== Exercise prompt ==
Copy out the rows below verbatim, beginning at the line that contains "Could you point to the gorilla nose" and continuing through the last row, inclusive.

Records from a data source
* start *

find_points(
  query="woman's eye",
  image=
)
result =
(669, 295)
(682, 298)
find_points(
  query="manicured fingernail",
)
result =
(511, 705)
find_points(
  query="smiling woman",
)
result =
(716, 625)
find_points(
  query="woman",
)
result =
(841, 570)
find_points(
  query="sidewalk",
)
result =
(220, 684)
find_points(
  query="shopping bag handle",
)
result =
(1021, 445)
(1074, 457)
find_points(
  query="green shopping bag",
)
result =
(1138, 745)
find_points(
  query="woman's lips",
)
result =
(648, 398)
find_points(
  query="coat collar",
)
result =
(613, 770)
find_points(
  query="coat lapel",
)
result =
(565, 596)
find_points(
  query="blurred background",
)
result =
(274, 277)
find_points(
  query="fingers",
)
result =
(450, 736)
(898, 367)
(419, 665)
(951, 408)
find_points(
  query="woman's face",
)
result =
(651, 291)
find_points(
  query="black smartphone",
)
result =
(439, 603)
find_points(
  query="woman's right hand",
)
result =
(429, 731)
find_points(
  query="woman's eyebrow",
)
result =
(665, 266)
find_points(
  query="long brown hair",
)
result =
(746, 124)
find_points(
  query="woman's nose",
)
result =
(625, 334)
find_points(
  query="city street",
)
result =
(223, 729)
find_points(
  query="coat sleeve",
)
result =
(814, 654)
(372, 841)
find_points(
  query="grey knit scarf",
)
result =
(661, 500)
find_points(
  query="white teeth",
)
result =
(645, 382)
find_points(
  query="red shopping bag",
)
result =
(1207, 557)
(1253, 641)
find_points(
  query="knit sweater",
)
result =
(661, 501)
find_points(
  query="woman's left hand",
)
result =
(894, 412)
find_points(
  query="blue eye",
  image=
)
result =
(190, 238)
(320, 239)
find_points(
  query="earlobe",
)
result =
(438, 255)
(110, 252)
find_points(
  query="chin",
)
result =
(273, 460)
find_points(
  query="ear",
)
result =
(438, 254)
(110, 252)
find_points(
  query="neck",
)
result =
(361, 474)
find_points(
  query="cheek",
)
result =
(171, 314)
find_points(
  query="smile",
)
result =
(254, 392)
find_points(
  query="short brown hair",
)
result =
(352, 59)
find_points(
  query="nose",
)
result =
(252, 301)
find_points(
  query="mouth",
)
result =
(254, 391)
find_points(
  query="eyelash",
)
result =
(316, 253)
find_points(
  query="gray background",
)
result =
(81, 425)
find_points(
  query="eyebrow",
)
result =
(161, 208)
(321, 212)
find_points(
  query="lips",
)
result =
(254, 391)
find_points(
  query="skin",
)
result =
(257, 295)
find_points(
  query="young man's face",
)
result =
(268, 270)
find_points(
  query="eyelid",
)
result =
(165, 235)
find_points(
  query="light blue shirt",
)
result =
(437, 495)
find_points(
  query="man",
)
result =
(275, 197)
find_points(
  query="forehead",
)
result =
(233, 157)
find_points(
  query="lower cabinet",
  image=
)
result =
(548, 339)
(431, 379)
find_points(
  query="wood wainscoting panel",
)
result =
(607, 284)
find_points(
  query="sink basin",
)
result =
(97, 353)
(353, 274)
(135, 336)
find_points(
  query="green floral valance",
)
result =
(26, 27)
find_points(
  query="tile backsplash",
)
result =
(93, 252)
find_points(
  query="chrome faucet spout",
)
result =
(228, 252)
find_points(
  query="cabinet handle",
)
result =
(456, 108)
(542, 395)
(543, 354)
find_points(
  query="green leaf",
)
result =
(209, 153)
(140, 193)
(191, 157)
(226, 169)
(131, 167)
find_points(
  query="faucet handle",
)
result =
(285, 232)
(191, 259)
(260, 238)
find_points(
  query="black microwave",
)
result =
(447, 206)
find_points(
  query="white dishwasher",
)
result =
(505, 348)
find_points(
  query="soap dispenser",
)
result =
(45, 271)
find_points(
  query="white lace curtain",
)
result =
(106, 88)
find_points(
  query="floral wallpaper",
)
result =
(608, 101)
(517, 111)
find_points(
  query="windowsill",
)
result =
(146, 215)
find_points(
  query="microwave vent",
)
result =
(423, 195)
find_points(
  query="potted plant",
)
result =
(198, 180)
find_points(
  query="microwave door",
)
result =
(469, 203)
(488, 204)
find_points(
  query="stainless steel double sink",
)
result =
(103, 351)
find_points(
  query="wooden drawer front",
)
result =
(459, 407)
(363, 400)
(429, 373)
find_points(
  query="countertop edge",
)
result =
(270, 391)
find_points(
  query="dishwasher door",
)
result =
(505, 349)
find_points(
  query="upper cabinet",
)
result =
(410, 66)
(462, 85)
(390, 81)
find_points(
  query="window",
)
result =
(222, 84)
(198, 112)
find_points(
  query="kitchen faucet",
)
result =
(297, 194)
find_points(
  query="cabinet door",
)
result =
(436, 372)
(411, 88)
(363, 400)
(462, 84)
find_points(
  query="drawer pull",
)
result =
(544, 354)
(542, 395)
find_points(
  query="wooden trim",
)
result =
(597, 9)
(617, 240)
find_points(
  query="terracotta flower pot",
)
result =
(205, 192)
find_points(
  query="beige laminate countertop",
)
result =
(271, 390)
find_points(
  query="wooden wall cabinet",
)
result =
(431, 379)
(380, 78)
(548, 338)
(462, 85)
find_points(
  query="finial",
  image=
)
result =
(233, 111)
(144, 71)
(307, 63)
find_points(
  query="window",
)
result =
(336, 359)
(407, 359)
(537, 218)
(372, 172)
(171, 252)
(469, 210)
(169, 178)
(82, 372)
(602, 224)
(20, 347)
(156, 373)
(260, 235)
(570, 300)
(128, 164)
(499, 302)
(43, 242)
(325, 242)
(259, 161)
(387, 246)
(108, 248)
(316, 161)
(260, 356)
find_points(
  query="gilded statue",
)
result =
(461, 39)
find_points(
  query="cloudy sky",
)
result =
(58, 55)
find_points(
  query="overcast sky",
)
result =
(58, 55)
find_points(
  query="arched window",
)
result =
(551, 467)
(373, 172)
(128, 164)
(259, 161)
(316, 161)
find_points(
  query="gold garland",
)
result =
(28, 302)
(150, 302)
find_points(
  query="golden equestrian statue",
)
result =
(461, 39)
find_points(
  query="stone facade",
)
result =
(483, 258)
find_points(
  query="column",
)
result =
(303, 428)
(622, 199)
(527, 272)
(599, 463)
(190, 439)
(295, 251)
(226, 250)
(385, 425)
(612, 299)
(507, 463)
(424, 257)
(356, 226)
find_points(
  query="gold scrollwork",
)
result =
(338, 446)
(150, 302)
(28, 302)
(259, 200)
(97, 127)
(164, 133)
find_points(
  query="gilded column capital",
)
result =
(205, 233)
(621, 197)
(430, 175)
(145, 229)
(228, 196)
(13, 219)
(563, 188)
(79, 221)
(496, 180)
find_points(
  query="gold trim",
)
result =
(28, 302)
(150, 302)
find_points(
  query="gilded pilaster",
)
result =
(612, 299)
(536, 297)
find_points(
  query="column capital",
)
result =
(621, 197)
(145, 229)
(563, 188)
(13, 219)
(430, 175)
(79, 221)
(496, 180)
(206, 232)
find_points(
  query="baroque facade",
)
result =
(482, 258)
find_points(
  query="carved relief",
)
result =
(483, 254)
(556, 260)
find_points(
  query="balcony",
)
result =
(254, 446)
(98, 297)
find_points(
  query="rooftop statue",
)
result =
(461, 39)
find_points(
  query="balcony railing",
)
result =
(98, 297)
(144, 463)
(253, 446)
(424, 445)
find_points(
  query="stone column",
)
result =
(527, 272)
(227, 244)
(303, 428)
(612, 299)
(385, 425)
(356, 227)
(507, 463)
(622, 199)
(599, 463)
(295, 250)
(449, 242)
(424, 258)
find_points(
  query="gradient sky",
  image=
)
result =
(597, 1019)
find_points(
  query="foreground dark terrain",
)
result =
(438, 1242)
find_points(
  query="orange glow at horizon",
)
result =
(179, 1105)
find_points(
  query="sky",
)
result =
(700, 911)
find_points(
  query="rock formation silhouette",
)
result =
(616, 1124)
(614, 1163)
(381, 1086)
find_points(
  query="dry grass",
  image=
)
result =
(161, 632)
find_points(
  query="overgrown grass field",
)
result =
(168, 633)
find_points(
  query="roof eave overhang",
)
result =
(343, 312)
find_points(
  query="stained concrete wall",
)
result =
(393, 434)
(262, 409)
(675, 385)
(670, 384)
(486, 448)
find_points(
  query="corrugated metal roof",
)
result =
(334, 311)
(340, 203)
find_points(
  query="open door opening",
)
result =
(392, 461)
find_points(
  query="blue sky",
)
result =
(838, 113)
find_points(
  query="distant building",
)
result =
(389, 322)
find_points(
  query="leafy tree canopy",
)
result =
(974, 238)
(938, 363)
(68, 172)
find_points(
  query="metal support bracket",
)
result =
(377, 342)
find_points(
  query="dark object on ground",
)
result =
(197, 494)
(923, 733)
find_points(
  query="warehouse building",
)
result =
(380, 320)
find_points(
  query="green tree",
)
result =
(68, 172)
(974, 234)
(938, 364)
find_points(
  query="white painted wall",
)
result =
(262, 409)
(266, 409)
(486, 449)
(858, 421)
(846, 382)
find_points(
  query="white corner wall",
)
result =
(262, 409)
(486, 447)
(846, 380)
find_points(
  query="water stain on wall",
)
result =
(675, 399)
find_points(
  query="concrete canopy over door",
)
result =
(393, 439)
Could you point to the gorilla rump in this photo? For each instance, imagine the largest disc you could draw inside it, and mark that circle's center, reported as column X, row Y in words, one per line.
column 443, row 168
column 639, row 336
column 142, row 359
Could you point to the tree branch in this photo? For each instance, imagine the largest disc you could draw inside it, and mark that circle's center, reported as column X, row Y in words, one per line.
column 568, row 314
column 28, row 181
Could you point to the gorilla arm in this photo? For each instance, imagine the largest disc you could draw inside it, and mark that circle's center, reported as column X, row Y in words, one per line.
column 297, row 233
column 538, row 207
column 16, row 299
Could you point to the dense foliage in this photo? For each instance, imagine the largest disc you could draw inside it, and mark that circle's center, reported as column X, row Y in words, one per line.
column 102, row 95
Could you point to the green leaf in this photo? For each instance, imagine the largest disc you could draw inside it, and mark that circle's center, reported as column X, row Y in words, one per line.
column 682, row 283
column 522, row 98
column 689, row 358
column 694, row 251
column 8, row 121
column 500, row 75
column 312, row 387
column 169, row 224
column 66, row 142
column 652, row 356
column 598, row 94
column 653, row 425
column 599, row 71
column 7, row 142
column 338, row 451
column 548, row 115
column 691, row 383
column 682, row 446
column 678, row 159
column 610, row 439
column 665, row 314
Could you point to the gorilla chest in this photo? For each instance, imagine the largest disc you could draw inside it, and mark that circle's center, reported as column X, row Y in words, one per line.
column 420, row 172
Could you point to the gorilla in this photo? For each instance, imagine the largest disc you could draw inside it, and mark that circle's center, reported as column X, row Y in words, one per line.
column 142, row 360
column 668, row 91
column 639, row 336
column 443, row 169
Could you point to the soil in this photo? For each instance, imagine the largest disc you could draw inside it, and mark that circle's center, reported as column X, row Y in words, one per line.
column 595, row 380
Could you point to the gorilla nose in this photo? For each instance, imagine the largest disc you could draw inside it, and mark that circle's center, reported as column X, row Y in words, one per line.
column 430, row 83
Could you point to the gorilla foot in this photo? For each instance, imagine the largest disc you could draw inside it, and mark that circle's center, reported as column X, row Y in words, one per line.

* end *

== Output of the exercise ==
Could you point to the gorilla nose in this photo? For each instance, imagine the largest disc you could draw inside it, and mark that circle's center, reported as column X, row Y in words, one per line.
column 430, row 83
Could you point to the gorilla foot in this photo? For each instance, imagine the largest disc you could draw inside it, and mark that circle's center, reported as column X, row Y in words, one per line.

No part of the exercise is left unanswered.